=== Material shown ===

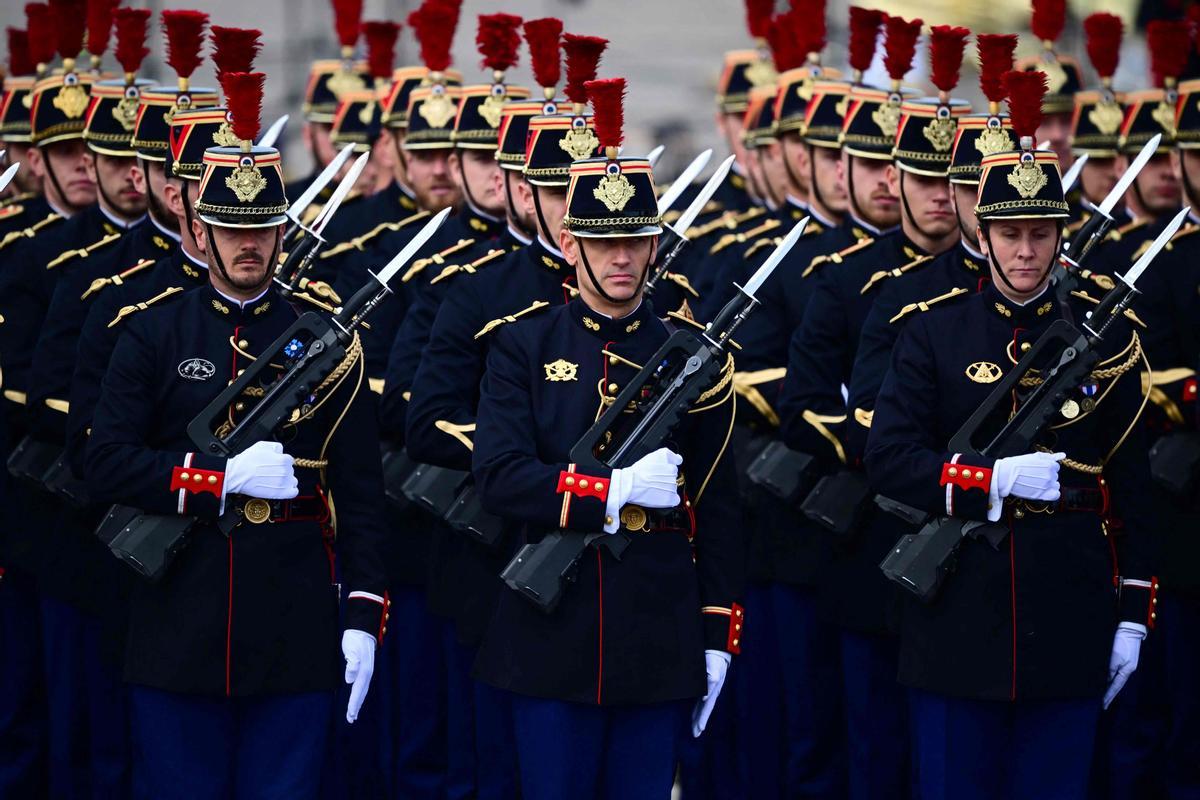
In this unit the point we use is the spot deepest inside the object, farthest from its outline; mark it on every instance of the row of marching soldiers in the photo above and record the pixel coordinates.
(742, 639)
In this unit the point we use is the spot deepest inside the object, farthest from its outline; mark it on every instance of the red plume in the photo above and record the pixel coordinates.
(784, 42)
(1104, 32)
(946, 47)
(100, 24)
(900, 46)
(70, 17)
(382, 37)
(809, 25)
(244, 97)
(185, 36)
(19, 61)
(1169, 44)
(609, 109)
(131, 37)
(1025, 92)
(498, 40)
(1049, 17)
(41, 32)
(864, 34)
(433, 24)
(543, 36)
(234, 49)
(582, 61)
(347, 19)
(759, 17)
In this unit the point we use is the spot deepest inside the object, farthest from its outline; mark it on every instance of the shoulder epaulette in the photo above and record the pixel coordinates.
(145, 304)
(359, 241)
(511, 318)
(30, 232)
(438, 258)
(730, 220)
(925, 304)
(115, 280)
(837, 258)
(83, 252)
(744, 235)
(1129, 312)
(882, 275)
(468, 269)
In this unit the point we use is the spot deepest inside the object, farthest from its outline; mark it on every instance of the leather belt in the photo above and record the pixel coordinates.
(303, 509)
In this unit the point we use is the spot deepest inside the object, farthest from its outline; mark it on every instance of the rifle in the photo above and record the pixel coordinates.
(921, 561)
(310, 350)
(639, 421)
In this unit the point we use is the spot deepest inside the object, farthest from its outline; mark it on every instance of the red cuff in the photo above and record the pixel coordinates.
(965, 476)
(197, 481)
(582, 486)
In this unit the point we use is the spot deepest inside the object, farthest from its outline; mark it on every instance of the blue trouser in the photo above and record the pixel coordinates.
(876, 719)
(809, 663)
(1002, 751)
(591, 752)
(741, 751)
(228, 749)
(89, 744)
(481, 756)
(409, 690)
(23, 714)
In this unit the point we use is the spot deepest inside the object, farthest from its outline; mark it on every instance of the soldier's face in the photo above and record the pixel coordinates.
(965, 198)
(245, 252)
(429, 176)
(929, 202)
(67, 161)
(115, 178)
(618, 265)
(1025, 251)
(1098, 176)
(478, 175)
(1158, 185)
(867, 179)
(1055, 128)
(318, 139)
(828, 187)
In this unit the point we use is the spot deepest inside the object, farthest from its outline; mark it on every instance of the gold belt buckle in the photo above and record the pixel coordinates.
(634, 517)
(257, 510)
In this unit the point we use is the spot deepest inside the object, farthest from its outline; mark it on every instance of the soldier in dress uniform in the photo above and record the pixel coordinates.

===

> _Task objective_: Reproduce the lines word for word, starting at the one holding "of the shoulder" and ending at the final line of the material above.

> _Solution_:
In this unit the point we use is the spot deepest inside the object, farthest from its outline; mark it on every instance of the shoulder epaulette in the photo above and record the pixel coordinates.
(145, 304)
(359, 241)
(511, 318)
(30, 232)
(438, 258)
(730, 220)
(925, 304)
(115, 280)
(837, 258)
(83, 252)
(744, 235)
(1129, 312)
(882, 275)
(468, 269)
In this unit the point we use is the spot deepest inside the object, farthest from its outline; mark it on every instance of the leather belt in the photo above and record the pixel coordinates.
(303, 509)
In this unit the point we use is the spot deepest inside the object, farthest from its outline; mark it on every instance of the rifle in the photo above and record the pixel coordinates.
(921, 561)
(310, 350)
(639, 421)
In this unit the point we use is the spot deepest inside the object, farthest from its outline; mark it on every instance of the red cuff in the photo above and record the pixel coordinates.
(965, 476)
(197, 481)
(582, 486)
In this unit the point we use is the spot deepest inside the object, farthest from its outline; mark it on every instance of the blue trouser in the photo above and record the pixel coordinates.
(876, 719)
(809, 663)
(1002, 751)
(591, 752)
(741, 751)
(228, 749)
(89, 744)
(481, 756)
(409, 690)
(23, 714)
In this unit the point we use is the spot deepest inside the object, farthest from its outline; mark it on every instance of the soldier's face in the photo above and record the pixel coordinates.
(965, 198)
(245, 252)
(429, 176)
(929, 202)
(67, 161)
(115, 178)
(618, 265)
(1025, 251)
(1098, 176)
(478, 175)
(1158, 185)
(867, 179)
(1055, 128)
(318, 139)
(828, 187)
In this unit the point we use is the spot deepest inside the object, farthest from its outline; mark it on every instance of the gold belt buckle in the photo above and record the pixel coordinates.
(634, 517)
(257, 510)
In this unit the point we use is the spot deepest inside the object, farthest from its outline; mark it on every instance of the soldier in dress uniform in the photo above and record the pixel coordinates.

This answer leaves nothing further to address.